--- START OF Selected extract ---

Some serendipitous product calamities have historically transformed into business legends. Guinness beer supposedly was the result of a brewing error. Janet Jackson’s infamous “wardrobe malfunction” is still among the Top 10 halftime shows in Super-Bowl History, according to CBS News, and “led to the creation of YouTube.”
And, of course, the Leaning Tower of Pisa attracts more than one million visitors per year.
Even so, most executives do not wish to create disasters that end in accidental success. They want assured Return on Investment (ROI) and investor dividends.
An obvious answer is the Internet of Things (IoT) where sensors communicate usage patterns and errors, and permit over-the-air (OTA) software downloads that can correct mistakes on the fly.
When IoT is combined with the other catchphrase, “Big Data,” this can afford the product/experience owners an informed path to iterative enhancements, premium pricing and product stickiness.
The trick, though, is the word “afford”. How does one pay for this connectivity? Believe it or not, several automotive manufacturers continue to struggle with the business case for extending their connectivity rates or data plans. It might be possible to piggyback on smartphones or Wi-Fi, but this assumes the customer has connectivity, consents to its usage, understands pairing and sustains it. For instance, home broadband use has dropped over the past few years in the U.S. due to the rising popularity of smartphones which can take the place of home computers and infotainment systems.
“Free” information isn’t guaranteed. Any product owner considering the data gold mine must consider how to pay for the miners.
Here are four strategies for funding your product’s IoT connection, but only one gets a “high” ranking for getting executives onboard with the upfront investment.
Eliminating Current Costs
“Downtime” for electro-mechanical equipment can be expensive for businesses because of servicing costs, lost production and stunted customer relationships. So, a great example of using IoT to improve costs is prognostics. How? The engineer knows from sensor data when a part must be serviced before anything fails. A good example of this is the U.S. Army reports that using Intelligent Vehicle Health Monitoring results in “Enhanced safety, reduced maintenance costs (by up to 50%) and increased aircraft availability (by upwards of 10%).”

--- END OF Selected extract ---

**To be done**
(a) List every abbreviation that the article on funding IoT connectivity introduces in parentheses, each with its spelled-out form.
(b) Continue the article on funding IoT connectivity from its final sentence, carrying on the discussion it was developing.

--- START OF Entries ---

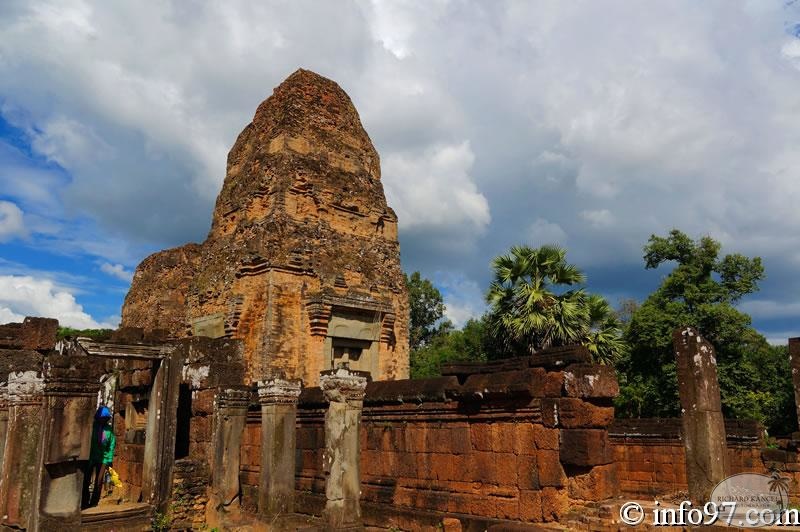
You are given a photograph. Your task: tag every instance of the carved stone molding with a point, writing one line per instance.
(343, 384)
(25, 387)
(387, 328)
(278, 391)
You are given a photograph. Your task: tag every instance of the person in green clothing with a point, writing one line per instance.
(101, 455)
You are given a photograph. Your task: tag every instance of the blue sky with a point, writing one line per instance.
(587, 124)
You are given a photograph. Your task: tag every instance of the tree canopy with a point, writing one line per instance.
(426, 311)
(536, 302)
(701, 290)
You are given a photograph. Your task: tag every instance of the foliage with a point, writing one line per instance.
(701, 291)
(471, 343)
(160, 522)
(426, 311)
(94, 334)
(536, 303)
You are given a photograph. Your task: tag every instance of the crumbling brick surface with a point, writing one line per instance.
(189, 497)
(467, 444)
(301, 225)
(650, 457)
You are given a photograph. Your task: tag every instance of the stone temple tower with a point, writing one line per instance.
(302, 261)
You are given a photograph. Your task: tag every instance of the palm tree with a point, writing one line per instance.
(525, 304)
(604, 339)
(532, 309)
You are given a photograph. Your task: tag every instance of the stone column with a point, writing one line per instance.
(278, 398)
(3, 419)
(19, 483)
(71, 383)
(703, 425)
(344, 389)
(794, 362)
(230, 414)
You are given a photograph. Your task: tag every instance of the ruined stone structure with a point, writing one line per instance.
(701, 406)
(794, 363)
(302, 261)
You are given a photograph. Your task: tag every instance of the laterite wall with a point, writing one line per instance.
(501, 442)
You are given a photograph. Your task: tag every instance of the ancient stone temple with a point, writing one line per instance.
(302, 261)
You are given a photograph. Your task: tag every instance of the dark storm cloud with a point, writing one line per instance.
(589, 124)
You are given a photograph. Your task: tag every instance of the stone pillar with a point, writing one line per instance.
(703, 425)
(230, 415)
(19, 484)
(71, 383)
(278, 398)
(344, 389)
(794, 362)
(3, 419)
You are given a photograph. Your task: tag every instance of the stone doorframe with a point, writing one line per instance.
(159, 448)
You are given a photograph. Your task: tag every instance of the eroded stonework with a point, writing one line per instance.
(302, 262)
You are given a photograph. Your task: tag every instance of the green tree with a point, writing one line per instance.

--- END OF Entries ---
--- START OF Entries ---

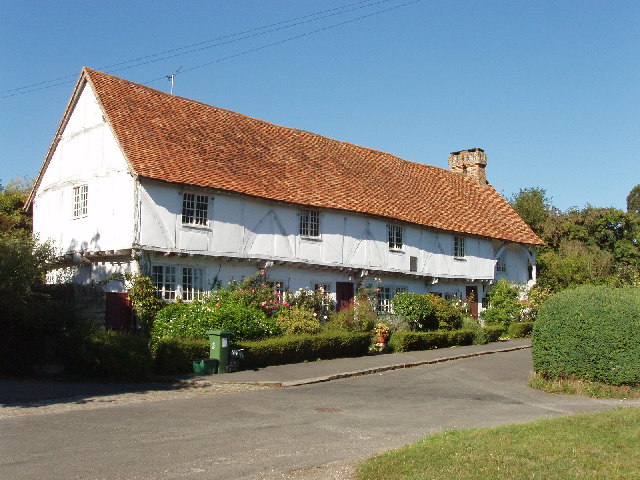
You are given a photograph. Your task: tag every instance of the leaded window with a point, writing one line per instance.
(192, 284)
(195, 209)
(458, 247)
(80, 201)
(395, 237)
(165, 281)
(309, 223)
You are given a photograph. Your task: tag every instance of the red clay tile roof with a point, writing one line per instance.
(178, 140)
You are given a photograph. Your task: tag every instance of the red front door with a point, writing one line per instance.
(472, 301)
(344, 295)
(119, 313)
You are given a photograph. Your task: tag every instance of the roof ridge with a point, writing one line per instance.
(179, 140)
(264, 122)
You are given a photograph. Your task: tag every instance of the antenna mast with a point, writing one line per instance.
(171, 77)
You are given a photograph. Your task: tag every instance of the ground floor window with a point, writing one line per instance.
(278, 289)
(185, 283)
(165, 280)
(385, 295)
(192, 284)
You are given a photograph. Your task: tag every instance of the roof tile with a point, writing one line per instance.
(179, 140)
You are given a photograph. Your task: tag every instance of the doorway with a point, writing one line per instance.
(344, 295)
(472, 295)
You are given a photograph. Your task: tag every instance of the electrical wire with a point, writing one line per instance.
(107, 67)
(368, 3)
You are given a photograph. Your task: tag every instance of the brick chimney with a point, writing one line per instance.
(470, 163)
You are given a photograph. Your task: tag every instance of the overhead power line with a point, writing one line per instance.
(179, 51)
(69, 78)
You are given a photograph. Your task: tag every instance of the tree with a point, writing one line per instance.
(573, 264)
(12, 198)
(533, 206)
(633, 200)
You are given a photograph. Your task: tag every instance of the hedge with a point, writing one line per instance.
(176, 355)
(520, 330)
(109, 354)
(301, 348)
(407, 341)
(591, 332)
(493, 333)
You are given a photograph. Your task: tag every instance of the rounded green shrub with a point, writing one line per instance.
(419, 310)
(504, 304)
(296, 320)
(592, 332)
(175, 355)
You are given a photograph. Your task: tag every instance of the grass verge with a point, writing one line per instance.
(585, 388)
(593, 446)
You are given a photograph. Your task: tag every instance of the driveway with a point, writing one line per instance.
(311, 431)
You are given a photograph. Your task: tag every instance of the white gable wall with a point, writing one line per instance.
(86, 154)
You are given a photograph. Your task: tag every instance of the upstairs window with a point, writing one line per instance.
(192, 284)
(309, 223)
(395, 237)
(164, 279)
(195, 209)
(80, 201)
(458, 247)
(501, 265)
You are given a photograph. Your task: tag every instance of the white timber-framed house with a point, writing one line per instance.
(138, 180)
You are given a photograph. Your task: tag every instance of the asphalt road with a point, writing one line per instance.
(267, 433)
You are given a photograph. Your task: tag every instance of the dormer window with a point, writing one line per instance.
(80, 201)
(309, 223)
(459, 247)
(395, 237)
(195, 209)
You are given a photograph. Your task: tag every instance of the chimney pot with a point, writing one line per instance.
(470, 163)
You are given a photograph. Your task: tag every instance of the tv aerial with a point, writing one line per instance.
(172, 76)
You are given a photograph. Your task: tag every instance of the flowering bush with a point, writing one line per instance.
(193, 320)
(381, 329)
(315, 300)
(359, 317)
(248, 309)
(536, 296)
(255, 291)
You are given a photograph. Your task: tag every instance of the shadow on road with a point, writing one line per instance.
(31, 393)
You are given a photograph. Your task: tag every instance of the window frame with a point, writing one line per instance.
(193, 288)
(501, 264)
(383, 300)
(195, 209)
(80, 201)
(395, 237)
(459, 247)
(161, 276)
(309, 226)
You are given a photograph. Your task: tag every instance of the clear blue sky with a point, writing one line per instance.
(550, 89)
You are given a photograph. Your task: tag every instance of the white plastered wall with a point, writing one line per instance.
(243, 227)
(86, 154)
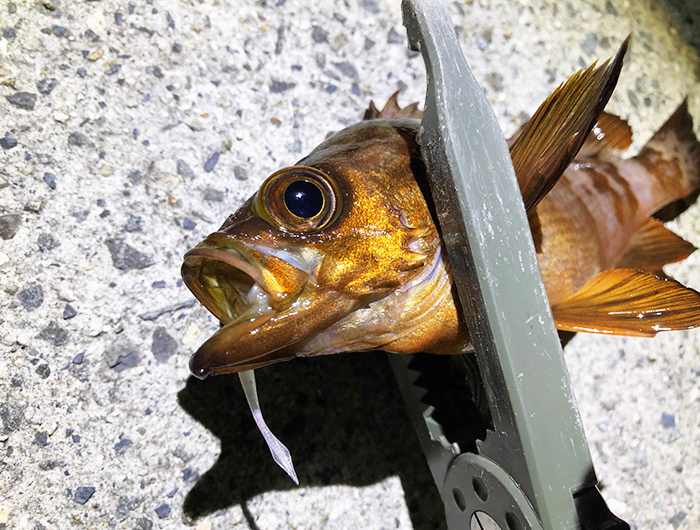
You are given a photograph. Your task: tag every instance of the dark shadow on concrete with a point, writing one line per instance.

--- END OF Entries ---

**Per-task answers**
(a)
- ROI: Return on Investment
- IoT: Internet of Things
- OTA: over-the-air

(b)
Also, there are real-world costs from poor user experiences; 59% of Americans are willing to switch brands to get a better experience, and customer acquisition costs are 6-7 times that of keeping a current customer happy.
RANKING: Medium. You usually must spend money to prove these very real costs exist, so getting the green light for such spending requires a visionary executive.
Capturing Opportunity Costs
One well-documented strategy is to use white-paper reports to explain how hidden frustration is costing the corporation big bucks. “A study found that users rated ease of use second at 6.8 out of 10, while ease of learning was rated fourth at 6.4 on a scale of important purchase factors,” (Bias & Mayhew, 1994).
It is true that a bad design can cost a company 40% of repeat traffic while a good design can keep them coming back.
The most famous example of these statements was the $300 million button, where a company supposedly unearthed a massive opportunity cost by initially forcing the user to register prior to shopping. This strategy requires a leap of faith by your executives because it is an invisible opportunity requiring a spend-now-realize-the-benefits-later philosophy. The executives typically are not incentivized to act upon it. Personally, I have never seen this strategy work. RANKING: Low.
Avoiding Future Costs
This may be the hardest to prove, but generates the greatest exposure to risk. Recalls. Brand degradations. Legal fees. Today’s failure modes were not yesterday’s, and tomorrow’s costs are the great unknown.
Maybe the best example is cybersecurity. The average firm reportedly has a global cost of $7.7 million per year, with U.S. firms doubling that ($15.4 million). The most costly cybercrimes were those carried out by malicious insiders, distributed denial-of-service (DDoS) and web-based attacks.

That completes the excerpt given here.